**WRITTEN REQUEST**
Exactly reproduce the lines from the line that has "Find the utility" down to the last line of the entries, inclusive.

[Point-based annotation data]
*-*-*
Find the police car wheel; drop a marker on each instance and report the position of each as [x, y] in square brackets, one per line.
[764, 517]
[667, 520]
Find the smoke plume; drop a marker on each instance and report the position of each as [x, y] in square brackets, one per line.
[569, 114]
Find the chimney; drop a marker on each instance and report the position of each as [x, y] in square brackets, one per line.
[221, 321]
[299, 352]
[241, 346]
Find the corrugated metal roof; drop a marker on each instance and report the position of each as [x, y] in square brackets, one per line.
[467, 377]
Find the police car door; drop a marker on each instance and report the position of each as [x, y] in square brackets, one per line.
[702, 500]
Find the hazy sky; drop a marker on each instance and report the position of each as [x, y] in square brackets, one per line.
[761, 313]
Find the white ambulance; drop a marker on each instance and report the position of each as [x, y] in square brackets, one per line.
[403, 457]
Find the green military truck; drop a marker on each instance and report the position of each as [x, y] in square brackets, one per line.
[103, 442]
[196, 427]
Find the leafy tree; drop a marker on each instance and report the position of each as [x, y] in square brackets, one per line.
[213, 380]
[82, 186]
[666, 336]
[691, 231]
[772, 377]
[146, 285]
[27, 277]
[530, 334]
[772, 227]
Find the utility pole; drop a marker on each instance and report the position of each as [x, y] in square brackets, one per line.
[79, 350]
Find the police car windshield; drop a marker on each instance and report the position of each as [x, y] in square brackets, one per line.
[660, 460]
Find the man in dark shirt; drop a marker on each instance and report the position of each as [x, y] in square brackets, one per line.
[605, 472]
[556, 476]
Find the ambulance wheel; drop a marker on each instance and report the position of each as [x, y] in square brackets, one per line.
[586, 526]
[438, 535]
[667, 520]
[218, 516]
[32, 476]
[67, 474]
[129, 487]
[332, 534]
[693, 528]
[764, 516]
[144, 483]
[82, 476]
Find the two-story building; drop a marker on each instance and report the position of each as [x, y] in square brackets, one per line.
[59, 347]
*-*-*
**RESULT**
Find the utility pole; drop a marker on each instance and report the position of each as [x, y] in square brackets, one per line.
[79, 350]
Find the police car windshield; drop a marker on each instance and report the position of each as [x, y] in square brackets, one per line.
[660, 460]
Find the man in dark shirt; drop a marker on each instance and report the position of each as [x, y] in square brackets, one per line.
[605, 472]
[556, 476]
Find the ambulance wheel; drop a marker on each instance and report the position of each as [x, y] in square brackets, one per line.
[586, 526]
[438, 535]
[667, 520]
[218, 516]
[32, 476]
[67, 474]
[129, 487]
[332, 534]
[693, 528]
[764, 516]
[144, 483]
[82, 476]
Find the two-story building; drop a marker on each instance and report the position of each as [x, y] in square brackets, one per line.
[59, 347]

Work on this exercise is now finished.